▸ **WHAT THE EXERCISE ASKS**
Below are records to write out exactly; drop the pictures when you do.

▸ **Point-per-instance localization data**
────────────────────
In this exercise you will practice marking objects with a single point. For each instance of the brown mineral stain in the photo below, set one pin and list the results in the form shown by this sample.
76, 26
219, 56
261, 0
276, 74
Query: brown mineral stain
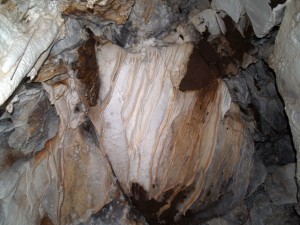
115, 10
87, 72
11, 158
203, 68
46, 221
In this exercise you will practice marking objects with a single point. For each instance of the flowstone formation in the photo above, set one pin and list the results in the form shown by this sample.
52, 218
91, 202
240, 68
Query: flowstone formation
147, 112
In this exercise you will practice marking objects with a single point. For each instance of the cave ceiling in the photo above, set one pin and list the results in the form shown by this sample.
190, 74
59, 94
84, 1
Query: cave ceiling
149, 112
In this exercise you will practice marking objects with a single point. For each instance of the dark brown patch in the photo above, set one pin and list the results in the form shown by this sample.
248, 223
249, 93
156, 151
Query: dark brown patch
236, 40
150, 207
203, 68
46, 221
274, 3
11, 158
87, 71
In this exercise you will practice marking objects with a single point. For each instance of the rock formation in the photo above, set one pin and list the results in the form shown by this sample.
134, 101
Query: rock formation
148, 112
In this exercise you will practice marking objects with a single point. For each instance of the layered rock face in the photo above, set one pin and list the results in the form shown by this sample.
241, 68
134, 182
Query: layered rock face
137, 112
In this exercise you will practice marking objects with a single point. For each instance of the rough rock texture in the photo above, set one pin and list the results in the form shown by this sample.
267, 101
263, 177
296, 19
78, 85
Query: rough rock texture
143, 112
284, 61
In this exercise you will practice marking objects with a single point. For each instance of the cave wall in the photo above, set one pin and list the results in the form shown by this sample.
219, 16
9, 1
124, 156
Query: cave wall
155, 111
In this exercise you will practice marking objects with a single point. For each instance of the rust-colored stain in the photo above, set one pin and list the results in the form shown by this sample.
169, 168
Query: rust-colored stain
87, 71
11, 158
46, 221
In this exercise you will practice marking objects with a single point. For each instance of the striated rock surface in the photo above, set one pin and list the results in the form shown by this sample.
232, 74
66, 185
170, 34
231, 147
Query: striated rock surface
────────────────────
▸ **RESULT OF THIS EXERCISE**
In this exercise you will practice marking objects with a single point. For each instance of the brown mineral stain in the photo below, set one pin and list the results in the form shown by this sample.
76, 26
219, 56
261, 0
276, 74
Query: brown mineral stain
115, 10
87, 72
11, 158
203, 68
46, 221
In this exercise you will practice marking objects with a single point. For each instance of the flowstone formation in the photo above, set one pin and list the results in the form shown by this sample.
52, 218
91, 202
240, 68
Query: flowstone formation
147, 112
In this exercise you will practice marking objects with a single point. For each instance of the cave ceiling in the photo above, set one pin and list the results in the form shown by this sample.
190, 74
59, 94
84, 1
Query: cave ceiling
149, 112
In this exercise you will practice marking objects with a single point. For each instance of the dark brown patch in the photo above, set one pin and list the results in the form shown by this sample.
248, 223
249, 93
156, 151
Query: dark brown patch
236, 40
150, 207
203, 68
46, 221
274, 3
11, 158
87, 71
In this exercise you will practice marking objects with a single point. For each instance of the rock formation in the photo above, set one pin and list the results in the form shown by this sample.
134, 101
Query: rock formation
148, 112
In this exercise you will practice marking objects with a single point. For each instance of the layered rock face in the photo above, set one pin and list the results in the form shown by this sample.
241, 68
134, 182
Query: layered rock face
137, 112
In this exercise you will practice marking objects with a single point. For each instance of the rough rock texture in the photo above, set one pin and list the results in the form shown by this sample.
267, 101
263, 177
296, 19
78, 85
Query: rough rock texture
143, 112
284, 61
In this exercise you will practice marking objects with a single point. For each instance of the cave wall in the photo above, set one pin and list the results in the form shown by this sample.
219, 16
9, 1
124, 156
Query: cave wall
155, 111
In this exercise you will practice marking objects with a single point. For each instance of the rust-colored stain in the photo above, set one pin and list the results in the form shown by this sample.
169, 168
Query: rust-colored stain
87, 71
11, 158
46, 221
In this exercise you will practice marking objects with a single point. For each instance of the striated rock surface in the photo above, set one pin and list the results in the form shown by this sample.
232, 74
66, 185
170, 34
231, 147
Query: striated rock surface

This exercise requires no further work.